>> begin PAGE TEXT

By DEBRA LANDIS
Danny Scheurer says he and Nero, a nearly 100-pound German shepherd, are both military veterans with disabilities.
On Friday, Scheurer and Nero met Illinois State Fair patrons at an Illinois Humane exhibit in Conservation World. Scheurer discussed roles U.S. military dogs have played around the world and told the public about Save-A-Vet, which helps dogs injured on military or law enforcement duty.
Scheurer founded Save-A-Vet after returning home to Illinois with disabilities sustained while serving in Iraq.
Headquartered in Lindenhurst, Save-A-Vet accepts dogs the government won’t place with the general public because of concerns over how the dogs might adapt to their new surroundings.
Nero, who suffered back injuries in the Mideast, was one of those dogs -- until Scheurer got a call last October asking whether he’d take Nero.
“We’re buddies. We travel together for Save-A-Vet,” Scheurer said. He and Nero visit legislatures, veterans groups, schools and other organizations to promote Save-A-Vet.
The group has three objectives: Create facilities in every state for “our K-9 partners”; hire retired, injured or disabled law enforcement and military veterans to work in the facilities; and work to have the dogs “classified as veterans rather than equipment.”

>> end PAGE TEXT
>> begin DATASET EXTRACT

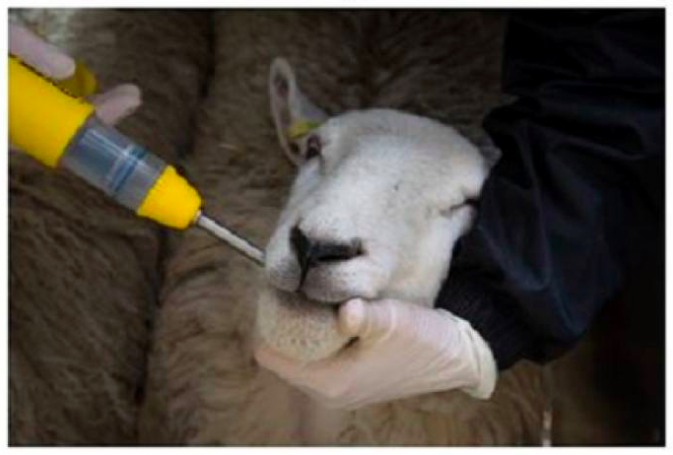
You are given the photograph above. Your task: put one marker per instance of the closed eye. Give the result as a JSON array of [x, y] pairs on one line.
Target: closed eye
[[313, 147]]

>> end DATASET EXTRACT

#### WHAT TO DO
Continue the article about Danny Scheurer, Nero and Save-A-Vet from the point where it stops.

#### TASK ANSWER
“A military dog saved my life twice when I was in Iraq,” Scheurer said about bomb-sniffing canines. “In one of the situations, about 1,000 soldiers would have been killed had it not been for the work of that military dog.”
Save-A-Vet has been able to accept seven dogs so far. More could be adopted with enough support, said Scheurer.
The military is doing a good job in working with members of the public interested in adopting military and law enforcement dogs, he said. But many, like Nero, can’t be placed in typical households.
Nero, who has lived with Scheurer for nearly a year, adapted relatively quickly to his new home, although on walks, Nero still thinks he is working, walking side-to-side as he did searching for bombs, Scheurer said.
Nero has also made friends with Scheurer’s family and friends, including two veterans who alternate weeks bringing Nero gifts of chicken and steak.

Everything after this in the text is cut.